### Your objective
Only the lines from the one with "Provide the segmentation of every instance of the pointed" onward are wanted, through the last line of the entries, set down exactly.

Region outline entries:
● ● ●
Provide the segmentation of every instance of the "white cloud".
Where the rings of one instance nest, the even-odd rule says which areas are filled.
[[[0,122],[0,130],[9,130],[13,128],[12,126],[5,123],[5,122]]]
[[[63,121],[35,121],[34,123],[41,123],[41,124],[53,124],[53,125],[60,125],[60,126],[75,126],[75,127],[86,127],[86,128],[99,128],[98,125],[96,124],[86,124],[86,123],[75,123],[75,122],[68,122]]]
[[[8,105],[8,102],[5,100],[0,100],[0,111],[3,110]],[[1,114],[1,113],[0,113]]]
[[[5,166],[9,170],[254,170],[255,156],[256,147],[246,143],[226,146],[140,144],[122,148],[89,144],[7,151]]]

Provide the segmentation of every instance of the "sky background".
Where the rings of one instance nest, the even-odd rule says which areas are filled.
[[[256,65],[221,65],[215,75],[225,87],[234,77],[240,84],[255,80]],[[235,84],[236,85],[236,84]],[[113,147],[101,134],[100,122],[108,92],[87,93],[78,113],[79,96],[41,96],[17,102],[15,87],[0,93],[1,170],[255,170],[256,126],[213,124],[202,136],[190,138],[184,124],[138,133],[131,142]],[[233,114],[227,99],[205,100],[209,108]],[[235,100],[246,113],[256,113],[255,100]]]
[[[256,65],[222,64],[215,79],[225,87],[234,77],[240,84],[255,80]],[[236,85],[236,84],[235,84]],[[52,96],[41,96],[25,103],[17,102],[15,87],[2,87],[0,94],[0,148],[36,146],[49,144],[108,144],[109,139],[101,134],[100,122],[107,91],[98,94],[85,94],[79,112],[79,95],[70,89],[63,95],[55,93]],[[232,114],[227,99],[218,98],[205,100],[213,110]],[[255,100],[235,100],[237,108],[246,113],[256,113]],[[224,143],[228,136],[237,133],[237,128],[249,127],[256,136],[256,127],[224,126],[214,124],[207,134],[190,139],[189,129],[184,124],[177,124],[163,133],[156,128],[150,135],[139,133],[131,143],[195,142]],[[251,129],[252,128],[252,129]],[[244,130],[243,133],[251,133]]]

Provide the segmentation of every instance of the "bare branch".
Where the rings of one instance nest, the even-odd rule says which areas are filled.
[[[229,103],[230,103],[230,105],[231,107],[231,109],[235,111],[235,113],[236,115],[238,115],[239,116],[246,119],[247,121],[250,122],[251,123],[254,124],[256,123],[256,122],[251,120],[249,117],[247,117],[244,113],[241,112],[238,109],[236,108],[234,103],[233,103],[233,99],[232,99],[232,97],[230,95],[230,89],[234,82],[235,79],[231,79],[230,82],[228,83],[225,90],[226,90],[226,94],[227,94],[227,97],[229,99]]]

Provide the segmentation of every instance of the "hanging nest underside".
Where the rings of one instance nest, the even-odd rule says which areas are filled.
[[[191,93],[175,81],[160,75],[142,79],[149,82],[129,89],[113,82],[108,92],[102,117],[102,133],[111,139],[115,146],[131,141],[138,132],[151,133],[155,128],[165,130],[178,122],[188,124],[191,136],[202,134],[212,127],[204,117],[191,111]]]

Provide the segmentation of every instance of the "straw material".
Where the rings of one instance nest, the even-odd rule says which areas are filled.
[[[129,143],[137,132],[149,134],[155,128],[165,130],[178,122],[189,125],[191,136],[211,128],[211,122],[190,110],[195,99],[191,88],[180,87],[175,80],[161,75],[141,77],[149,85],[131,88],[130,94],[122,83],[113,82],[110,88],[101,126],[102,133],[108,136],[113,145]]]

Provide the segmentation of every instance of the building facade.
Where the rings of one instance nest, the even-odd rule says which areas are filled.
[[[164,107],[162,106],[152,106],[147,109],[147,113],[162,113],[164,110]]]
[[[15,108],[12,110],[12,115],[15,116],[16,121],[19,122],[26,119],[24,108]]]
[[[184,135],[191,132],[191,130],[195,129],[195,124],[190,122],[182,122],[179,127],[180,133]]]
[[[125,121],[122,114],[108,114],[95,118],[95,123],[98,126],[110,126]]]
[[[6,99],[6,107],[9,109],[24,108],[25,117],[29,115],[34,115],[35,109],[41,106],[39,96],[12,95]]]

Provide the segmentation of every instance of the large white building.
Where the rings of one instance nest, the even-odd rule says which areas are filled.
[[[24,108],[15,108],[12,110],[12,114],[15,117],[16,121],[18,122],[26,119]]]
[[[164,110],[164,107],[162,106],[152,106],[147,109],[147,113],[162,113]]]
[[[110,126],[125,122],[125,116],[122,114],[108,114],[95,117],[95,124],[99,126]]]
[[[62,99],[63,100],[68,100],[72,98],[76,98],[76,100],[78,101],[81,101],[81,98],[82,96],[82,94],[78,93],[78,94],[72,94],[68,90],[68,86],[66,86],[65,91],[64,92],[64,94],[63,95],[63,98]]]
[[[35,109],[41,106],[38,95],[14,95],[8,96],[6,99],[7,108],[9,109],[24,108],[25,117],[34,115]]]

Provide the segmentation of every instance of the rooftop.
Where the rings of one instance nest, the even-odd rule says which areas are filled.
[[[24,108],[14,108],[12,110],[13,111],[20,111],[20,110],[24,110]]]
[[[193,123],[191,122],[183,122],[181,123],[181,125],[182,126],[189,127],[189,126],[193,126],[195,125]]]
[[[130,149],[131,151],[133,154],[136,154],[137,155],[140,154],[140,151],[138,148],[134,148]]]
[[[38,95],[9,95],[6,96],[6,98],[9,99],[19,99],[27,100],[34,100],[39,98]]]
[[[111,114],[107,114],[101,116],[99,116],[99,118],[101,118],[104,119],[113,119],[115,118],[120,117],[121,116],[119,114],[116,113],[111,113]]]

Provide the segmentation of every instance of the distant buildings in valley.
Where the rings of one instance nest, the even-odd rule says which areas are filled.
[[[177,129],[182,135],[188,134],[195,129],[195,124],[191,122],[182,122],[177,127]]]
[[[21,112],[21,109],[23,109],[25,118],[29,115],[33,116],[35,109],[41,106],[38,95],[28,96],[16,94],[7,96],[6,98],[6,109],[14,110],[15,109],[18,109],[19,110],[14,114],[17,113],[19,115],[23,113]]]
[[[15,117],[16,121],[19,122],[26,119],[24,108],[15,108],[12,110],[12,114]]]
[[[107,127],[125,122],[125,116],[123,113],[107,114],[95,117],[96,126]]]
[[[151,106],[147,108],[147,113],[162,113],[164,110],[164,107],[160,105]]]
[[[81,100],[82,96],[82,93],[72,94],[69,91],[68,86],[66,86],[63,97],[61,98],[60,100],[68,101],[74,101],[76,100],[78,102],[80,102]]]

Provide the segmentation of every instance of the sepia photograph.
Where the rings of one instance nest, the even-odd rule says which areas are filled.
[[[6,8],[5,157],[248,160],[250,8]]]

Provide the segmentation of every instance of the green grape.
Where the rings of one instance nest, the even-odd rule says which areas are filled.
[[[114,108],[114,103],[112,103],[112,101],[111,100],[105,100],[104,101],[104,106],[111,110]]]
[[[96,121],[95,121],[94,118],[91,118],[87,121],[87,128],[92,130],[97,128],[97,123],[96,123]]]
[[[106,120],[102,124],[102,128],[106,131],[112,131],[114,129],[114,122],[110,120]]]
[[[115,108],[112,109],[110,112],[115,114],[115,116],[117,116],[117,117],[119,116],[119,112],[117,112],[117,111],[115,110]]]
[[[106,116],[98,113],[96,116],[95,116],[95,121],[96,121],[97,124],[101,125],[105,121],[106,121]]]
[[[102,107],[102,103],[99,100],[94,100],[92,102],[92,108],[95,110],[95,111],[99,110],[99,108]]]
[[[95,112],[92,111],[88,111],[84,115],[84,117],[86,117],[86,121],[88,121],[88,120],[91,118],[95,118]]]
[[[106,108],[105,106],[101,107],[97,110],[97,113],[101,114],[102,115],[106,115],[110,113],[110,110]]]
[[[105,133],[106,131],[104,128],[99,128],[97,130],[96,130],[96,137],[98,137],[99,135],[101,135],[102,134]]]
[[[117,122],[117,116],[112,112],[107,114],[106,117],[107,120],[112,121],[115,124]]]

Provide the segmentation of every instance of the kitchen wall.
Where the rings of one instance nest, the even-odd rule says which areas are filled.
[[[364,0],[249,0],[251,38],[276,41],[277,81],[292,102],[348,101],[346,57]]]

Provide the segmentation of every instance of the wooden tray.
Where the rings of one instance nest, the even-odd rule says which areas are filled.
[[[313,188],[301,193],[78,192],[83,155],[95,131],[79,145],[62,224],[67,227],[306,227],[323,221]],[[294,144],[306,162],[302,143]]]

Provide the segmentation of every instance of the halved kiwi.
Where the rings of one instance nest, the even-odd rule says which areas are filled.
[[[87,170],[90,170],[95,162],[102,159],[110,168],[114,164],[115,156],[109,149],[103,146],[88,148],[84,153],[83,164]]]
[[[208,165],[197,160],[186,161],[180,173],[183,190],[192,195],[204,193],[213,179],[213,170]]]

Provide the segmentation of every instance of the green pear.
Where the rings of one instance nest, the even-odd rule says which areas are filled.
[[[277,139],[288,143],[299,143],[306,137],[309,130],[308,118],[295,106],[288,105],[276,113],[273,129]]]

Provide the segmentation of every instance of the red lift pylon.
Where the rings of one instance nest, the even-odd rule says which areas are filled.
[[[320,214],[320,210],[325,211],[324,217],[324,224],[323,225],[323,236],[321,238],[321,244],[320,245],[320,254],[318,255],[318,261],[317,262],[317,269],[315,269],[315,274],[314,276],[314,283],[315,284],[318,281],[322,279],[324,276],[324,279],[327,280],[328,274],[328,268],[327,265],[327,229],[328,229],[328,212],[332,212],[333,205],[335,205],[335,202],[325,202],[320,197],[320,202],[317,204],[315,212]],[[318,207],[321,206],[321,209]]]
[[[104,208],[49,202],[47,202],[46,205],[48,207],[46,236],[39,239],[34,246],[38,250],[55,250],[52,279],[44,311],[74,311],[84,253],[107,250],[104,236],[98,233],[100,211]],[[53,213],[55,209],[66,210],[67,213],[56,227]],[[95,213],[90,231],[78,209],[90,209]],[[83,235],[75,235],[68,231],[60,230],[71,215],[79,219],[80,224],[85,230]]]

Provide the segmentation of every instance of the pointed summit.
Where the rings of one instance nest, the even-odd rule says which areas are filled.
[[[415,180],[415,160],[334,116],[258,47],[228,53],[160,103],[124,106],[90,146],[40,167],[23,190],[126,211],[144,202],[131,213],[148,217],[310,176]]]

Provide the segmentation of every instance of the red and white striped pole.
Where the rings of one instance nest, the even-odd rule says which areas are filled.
● ● ●
### Reply to the exercise
Provide the segmentation of every instance of the pointed summit.
Where the rings of one instance nest, the even-odd rule says which areas are filled.
[[[415,180],[415,160],[334,116],[258,47],[228,53],[160,103],[124,106],[90,146],[40,167],[23,190],[126,211],[144,202],[131,213],[148,217],[310,176]]]

Provide the segmentation of every instance of the red and white striped pole.
Where the rings of one instance nest, the even-odd rule says which areas are filled.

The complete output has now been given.